_AIM OF THE TASK_. Copies of all lines that contain "light" are needed; take them from the data below.

(Stored data entries)
----

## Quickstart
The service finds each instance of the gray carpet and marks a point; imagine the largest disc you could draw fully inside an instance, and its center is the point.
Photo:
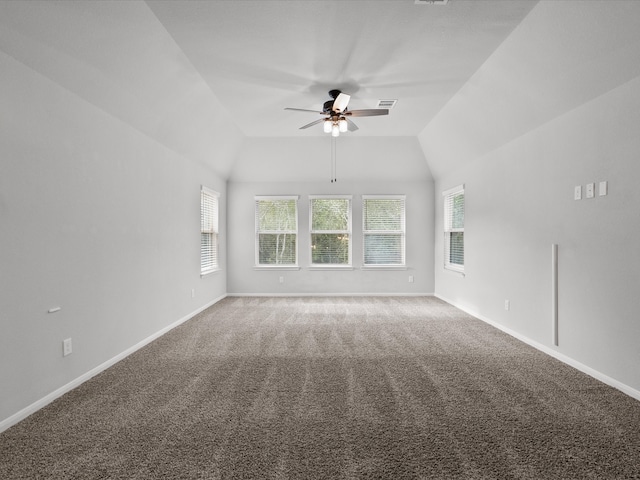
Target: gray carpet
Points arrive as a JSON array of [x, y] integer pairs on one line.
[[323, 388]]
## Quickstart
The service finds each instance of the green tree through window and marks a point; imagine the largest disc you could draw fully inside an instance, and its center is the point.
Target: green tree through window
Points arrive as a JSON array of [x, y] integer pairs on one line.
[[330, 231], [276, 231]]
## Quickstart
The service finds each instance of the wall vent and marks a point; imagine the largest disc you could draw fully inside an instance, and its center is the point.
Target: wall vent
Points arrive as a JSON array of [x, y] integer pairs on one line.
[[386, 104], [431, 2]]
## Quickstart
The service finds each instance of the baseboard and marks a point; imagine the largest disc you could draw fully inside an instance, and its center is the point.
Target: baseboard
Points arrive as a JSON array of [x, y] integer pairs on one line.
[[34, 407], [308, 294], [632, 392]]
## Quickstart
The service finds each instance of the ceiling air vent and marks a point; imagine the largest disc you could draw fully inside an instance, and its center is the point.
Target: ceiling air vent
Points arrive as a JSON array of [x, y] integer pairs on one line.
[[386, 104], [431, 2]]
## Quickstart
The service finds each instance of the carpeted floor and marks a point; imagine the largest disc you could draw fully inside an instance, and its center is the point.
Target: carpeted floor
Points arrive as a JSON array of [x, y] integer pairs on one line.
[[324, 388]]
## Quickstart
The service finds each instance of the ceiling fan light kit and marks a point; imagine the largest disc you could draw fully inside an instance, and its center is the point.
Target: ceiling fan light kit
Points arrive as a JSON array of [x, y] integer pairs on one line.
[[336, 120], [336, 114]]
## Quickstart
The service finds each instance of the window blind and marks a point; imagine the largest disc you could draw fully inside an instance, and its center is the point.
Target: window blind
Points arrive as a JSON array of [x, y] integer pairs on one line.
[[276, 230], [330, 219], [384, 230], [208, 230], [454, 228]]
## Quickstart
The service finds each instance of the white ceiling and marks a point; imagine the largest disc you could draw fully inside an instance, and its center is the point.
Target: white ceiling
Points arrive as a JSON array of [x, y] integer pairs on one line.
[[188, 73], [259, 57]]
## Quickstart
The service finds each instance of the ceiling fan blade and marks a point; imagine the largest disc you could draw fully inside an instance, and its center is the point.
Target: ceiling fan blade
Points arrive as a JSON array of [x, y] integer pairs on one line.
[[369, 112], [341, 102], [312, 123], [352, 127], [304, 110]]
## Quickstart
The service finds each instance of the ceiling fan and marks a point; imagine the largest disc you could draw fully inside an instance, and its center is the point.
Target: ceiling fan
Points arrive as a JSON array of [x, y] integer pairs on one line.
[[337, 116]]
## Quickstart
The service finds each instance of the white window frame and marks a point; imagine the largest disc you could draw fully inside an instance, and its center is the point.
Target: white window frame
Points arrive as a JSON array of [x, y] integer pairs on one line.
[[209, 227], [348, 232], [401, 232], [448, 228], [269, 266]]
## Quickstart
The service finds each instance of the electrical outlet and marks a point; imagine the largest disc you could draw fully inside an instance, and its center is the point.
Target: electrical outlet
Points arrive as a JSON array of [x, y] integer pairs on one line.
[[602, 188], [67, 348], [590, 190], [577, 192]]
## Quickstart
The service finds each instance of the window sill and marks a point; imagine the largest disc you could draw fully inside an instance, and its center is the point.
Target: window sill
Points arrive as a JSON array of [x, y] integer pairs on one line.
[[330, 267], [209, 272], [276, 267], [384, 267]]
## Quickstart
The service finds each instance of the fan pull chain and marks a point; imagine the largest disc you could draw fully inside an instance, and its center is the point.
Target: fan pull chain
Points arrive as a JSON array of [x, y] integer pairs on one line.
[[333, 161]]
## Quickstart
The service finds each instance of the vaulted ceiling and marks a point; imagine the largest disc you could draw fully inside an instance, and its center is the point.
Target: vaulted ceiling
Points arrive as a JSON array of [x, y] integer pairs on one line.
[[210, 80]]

----

_THE ANSWER_.
The service finds each instance of the ceiling fan light kit and marks a point; imagine the largest disc you could draw fully inside an instance, and its center is the point.
Target: ceiling fan light kit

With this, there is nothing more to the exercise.